━━━ RECORDS

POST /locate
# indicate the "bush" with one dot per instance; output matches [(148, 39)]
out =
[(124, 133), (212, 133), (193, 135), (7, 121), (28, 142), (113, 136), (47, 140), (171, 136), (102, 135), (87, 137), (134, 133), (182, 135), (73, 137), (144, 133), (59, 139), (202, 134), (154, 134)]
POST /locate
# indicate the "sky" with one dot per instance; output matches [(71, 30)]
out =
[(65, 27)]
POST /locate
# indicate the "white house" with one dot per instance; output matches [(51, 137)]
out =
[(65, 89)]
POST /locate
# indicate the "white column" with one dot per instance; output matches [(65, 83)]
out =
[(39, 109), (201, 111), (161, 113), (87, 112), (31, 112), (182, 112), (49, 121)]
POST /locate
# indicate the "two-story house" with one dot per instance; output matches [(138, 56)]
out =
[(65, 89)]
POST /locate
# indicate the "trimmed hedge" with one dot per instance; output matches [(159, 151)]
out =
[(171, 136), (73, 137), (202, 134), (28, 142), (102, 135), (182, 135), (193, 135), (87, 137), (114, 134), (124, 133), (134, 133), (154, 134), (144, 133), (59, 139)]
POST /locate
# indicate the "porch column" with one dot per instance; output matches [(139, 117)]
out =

━━━━━━

* SHORT EXERCISE *
Reproduce the material verbatim, line by line.

* FULL SOLUTION *
POST /locate
# indicate the "bush" with one dot per instance; output matches [(148, 39)]
out =
[(124, 133), (212, 133), (193, 135), (7, 121), (28, 142), (113, 136), (47, 140), (171, 136), (102, 135), (87, 137), (134, 133), (182, 135), (73, 137), (144, 133), (59, 139), (202, 134), (154, 134)]
POST /locate
# indicate the "sky" with one dot per instance; output matches [(71, 30)]
out =
[(65, 27)]
POST /locate
# indicate the "white house" with one dot per instance; output matches [(51, 137)]
out =
[(65, 89)]
POST /locate
# indicate the "white column" with one dot per instance; output matches [(65, 83)]
out =
[(39, 109), (201, 111), (161, 113), (87, 112), (31, 112), (182, 112), (49, 121)]
POST /locate
# indicate the "two-story house" with one dot per instance; output matches [(138, 56)]
out =
[(65, 89)]
POST /locate
# indicate the "trimmed hedge" with one dot per instance; output matches [(159, 151)]
out =
[(171, 136), (73, 137), (202, 134), (28, 142), (102, 135), (182, 135), (193, 135), (87, 137), (114, 134), (124, 133), (134, 133), (154, 134), (144, 133), (59, 139)]
POST /locate
# indicate the "porch column" with one dot per instance; output matches [(139, 117)]
out =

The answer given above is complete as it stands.